- **CONSIGNES DE TRAVAIL**
• 1. Répondez aux questions suivantes à partir du texte sur les étudiants internationaux :
(a) Quel pourcentage de diplômés internationaux restant dans le pays le gouvernement de Lettonie vise-t-il, et pour quelle année ?
(b) En Estonie, quelle part des étudiants internationaux en master ou en doctorat l'objectif prévoit-il de voir rester travailler dans le pays ?
(c) Quelle proportion des pays de l'OCDE s'est intéressée à la rétention des étudiants internationaux ces dernières années ?
• 2. Prolongez le texte sur les étudiants internationaux en reprenant juste après sa dernière phrase.

- **TEXTE FOURNI**
▽

Pendant leurs études, un grand nombre d’étudiants internationaux travaillent déjà ou contribuent d’une autre façon à l’économie. Dans les pays où les frais de scolarité sont élevés, les étudiants internationaux jouent un rôle important dans le financement du système d’enseignement supérieur car ces frais sont souvent plus élevés pour les étudiants internationaux que pour les étudiants nationaux. En revanche, dans les pays où l’enseignement supérieur est gratuit, le coût théorique des étudiants internationaux venus de pays en développement peut constituer un facteur important de l’aide publique au développement.

Dans ce contexte, le présent chapitre propose une étude comparative des taux d’installation des étudiants internationaux au sein de la zone OCDE, réalisée au moyen des données nationales sur les permis. Il examine d’abord les éléments disponibles et présente ensuite de nouvelles données à la fois sur la rétention des étudiants internationaux et sur leur contribution à l’immigration de travail dans son ensemble. Le chapitre propose ensuite un rapide aperçu de l’impact économique des étudiants internationaux. Pour finir, il analyse le rôle de la mobilité internationale des étudiants eu égard aux politiques migratoires.1

De nombreux pays de l’OCDE cherchent les moyens de retenir les étudiants internationaux une fois qu’ils ont obtenu leur diplôme. Selon une étude du Réseau européen des migrations (REM), près de la moitié des pays observés considèrent comme une priorité stratégique le fait d’attirer et retenir les étudiants internationaux (Réseau européen des migrations, 2018[1]). Par exemple, le gouvernement de Lettonie s’est donné pour objectif d’atteindre un pourcentage d’étudiants internationaux qui choisissent de rester dans le pays une fois leur diplôme obtenu de 10 % d’ici 2030 (OCDE, 2017[2]). La stratégie pour la promotion internationale de l’enseignement supérieur en Estonie comprend un indicateur sur l’emploi dans le pays après l’obtention d’un diplôme. L’objectif est que 30 % des étudiants internationaux qui suivent un master ou un doctorat restent travailler en Estonie. Les stratégies d’études internationales de l’Australie, du Canada, de la Nouvelle-Zélande et du Royaume-Uni mettent en avant le rôle que les diplômés internationaux peuvent jouer pour pourvoir les postes vacants (Department of Education, Skills and Employment, Australie, 2021[3] ; Gouvernement de la Nouvelle-Zélande, 2018[4]).

Les données disponibles sur la rétention des étudiants internationaux sont essentiellement nationales. Ces dernières années, près d’un tiers des pays de l’OCDE se sont intéressés à cette question. L’approche la plus fréquente, dans ces études, consiste à calculer la part des individus qui restent dans le pays un certain nombre d’années après la délivrance du permis d’études initial ou, dans certains cas, après l’obtention de leur diplôme. Ces estimations reposent sur des approches méthodologiques, des périodes de référence et des sources de données différentes. Les résultats ne sont donc pas comparables d’un pays à l’autre. Le Tableau 7.1 propose un aperçu.

△

- **LIGNES DE DONNÉES**

▽

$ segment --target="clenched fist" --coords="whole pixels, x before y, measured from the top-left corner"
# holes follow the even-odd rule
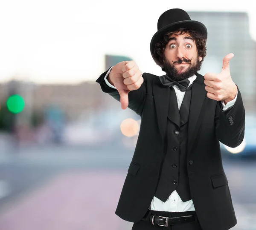
[[[121,62],[111,70],[108,80],[118,91],[122,109],[128,107],[129,92],[138,89],[142,85],[142,74],[134,61]]]
[[[224,58],[220,74],[207,73],[204,76],[207,96],[216,101],[224,101],[225,104],[234,99],[237,93],[237,87],[231,79],[229,67],[233,57],[234,54],[230,53]]]

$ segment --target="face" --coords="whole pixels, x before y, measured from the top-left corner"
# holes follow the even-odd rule
[[[195,41],[188,34],[173,34],[165,51],[164,68],[175,81],[188,78],[199,69],[202,58],[198,57]]]

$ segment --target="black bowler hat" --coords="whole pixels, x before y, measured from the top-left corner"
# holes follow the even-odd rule
[[[163,13],[157,22],[157,31],[150,42],[150,52],[153,56],[155,45],[163,38],[167,32],[175,31],[180,27],[201,32],[207,38],[207,29],[202,23],[192,21],[185,11],[181,9],[171,9]]]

△

- **RÉPONSES AUX CONSIGNES**
• 1.
(a) 10 %, d'ici 2030.
(b) 30 %.
(c) Près d'un tiers.

• 2.
Les études s’intéressent également à la part des résidents arrivés initialement dans le cadre de leurs études. Les données du Canada montrent qu’en 2021 plus d’un tiers (39 %) des nouveaux immigrés permanents admis au cours de l’année s’étaient vu délivrer un permis d’études par le passé. Cette proportion a sensiblement augmenté ces dernières années puisqu’elle n’était que de 16 % en 2017. Les données australiennes montrent que sur plus de 160 000 permis de résidence permanente délivrés en 2017/18, 21 % ont été accordés à des demandeurs qui détenaient ou avaient détenu par le passé un permis étudiant australien (Birrell, 2019[21]).

Alors que le volume des données d’observation nationales sur les taux de rétention augmente, les données comparables au niveau international restent rares. Dans presque tous les pays de l’OCDE, un permis d’études est délivré aux étudiants internationaux 2 qui ne bénéficient pas de la libre circulation pour poursuivre leurs études, mais les statistiques sur ces permis ne précisent pas si l’étudiant a obtenu son diplôme ou non. Ainsi, s’il existe une mesure indirecte des entrées (permis délivrés), l’estimation du taux d’installation des étudiants dans le pays n’est pas aussi simple. De précédentes estimations, notamment de l’OCDE et de la Commission européenne, ne permettent pas de suivre les étudiants internationaux au fil des années mais fournissent plutôt un état des lieux des installations et des départs des étudiants internationaux un an après leur inscription dans un établissement d’enseignement (voir Encadré 7.1).

L’OCDE et Eurostat recueillent des données annuelles sur les types de permis délivrés aux anciens titulaires d’un permis d’études (Eurostat, 2021[25]). Ces données montrent également que les parcours d’installation sont très divers. En Belgique, Lituanie, Pologne et Slovénie, plus de 40 % des titulaires d’un permis d’études qui changent de statut demandent un permis de séjour pour raisons familiales. En revanche, en Allemagne, au Danemark, en France, en Italie, aux Pays-Bas et en République slovaque, ils sont plus de trois sur quatre à changer de statut au profit d’un permis de travail.

Si l’on compare ces données avec le nombre annuel de permis d’études délivrés au cours des années passées, on obtient une première indication du taux de rétention. Les données montrent qu’environ un titulaire d’un permis d’études sur trois change son statut initial pour un autre au cours des années qui suivent. Comme le montre le Graphique 7.1, ces données évoluent en fonction du nombre d’étudiants au fil du temps.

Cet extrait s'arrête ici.